• **Written instruction**
Take the line that has "Point out the dark" in it and every line after it to the end of the entries, and reproduce them exactly.

(Coordinate labeling data)
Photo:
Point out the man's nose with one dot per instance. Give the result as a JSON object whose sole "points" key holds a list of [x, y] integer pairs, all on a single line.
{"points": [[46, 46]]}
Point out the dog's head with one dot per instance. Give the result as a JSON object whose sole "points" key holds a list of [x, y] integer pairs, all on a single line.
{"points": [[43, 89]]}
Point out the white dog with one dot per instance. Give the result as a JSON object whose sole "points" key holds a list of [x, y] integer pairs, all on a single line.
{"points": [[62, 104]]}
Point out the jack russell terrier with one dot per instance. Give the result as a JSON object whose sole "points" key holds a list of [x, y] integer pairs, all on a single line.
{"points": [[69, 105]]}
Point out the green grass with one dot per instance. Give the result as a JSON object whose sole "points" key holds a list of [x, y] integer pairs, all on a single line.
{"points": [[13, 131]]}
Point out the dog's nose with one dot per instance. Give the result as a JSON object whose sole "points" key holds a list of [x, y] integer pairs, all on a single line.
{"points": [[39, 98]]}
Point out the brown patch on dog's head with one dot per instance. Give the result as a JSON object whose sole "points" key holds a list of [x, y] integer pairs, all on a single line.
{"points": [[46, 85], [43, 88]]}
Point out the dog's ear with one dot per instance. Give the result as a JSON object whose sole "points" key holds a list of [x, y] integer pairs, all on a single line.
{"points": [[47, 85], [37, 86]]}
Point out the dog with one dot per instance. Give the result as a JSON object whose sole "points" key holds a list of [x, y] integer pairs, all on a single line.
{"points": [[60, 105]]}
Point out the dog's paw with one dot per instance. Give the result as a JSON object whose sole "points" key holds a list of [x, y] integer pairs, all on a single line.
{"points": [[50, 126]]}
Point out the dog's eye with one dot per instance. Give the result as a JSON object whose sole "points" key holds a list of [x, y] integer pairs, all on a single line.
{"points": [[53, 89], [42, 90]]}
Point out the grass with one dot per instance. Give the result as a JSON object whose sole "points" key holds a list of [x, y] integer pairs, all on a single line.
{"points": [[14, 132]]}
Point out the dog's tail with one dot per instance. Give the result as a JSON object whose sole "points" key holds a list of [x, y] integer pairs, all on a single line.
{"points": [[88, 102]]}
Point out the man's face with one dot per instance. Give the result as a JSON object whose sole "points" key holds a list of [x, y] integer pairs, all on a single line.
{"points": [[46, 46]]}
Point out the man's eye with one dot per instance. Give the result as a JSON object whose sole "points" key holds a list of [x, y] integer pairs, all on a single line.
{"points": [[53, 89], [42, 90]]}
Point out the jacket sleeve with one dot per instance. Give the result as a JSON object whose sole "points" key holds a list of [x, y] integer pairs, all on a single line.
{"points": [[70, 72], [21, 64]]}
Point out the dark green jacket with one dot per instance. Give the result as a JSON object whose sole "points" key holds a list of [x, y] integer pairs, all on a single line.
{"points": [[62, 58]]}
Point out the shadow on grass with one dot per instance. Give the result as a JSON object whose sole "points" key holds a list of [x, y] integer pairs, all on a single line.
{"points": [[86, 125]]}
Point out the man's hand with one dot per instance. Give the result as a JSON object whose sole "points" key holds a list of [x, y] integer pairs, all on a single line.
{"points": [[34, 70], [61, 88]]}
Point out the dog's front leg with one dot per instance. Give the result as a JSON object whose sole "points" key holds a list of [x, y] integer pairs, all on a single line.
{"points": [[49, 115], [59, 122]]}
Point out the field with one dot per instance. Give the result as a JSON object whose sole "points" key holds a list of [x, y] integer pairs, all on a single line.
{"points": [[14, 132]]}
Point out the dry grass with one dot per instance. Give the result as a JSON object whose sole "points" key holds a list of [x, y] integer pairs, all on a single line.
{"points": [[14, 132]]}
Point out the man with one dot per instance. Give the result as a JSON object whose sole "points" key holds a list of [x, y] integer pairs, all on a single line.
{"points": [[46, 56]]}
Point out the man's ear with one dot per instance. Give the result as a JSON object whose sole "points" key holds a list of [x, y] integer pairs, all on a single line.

• **Written answer**
Point out the dark green jacket with one dot per instance. Give the result as a JSON object whose sole "points" key holds a list of [x, y] integer pairs, all on a single line.
{"points": [[62, 58]]}
Point out the shadow on grass with one dot per instance. Give the result as a JSON object whose sole "points" key holds a list of [x, y] integer pairs, all on a single line.
{"points": [[86, 125]]}
Point out the man's hand with one dot per instance. Give the result as a JSON object whose sole "points" key holds a list of [x, y] integer pairs, all on a single line.
{"points": [[34, 70], [61, 88]]}
Point out the dog's front leg with one dot per instance. Give the result as a JSON object whose sole "points" key holds a list of [x, y] integer pairs, all on a single line.
{"points": [[49, 115], [59, 122]]}
Point out the field with one dot per instance. Give the result as a JSON object whose sole "points" key holds a list of [x, y] integer pairs, all on a single line.
{"points": [[14, 132]]}
Point out the dry grass with one dot per instance. Give the result as a JSON object whose sole "points" key holds a list of [x, y] integer pairs, all on a single line.
{"points": [[14, 132]]}
Point out the man with one dot per instance. Give the result as a JSON object whose sole "points" key holds a list of [x, y] integer pairs, all on a single line.
{"points": [[46, 56]]}
Point out the man's ear with one dot per instance. Give the result as a JSON object whose sole "points" key holds a list of [x, y] integer pairs, all on a single line.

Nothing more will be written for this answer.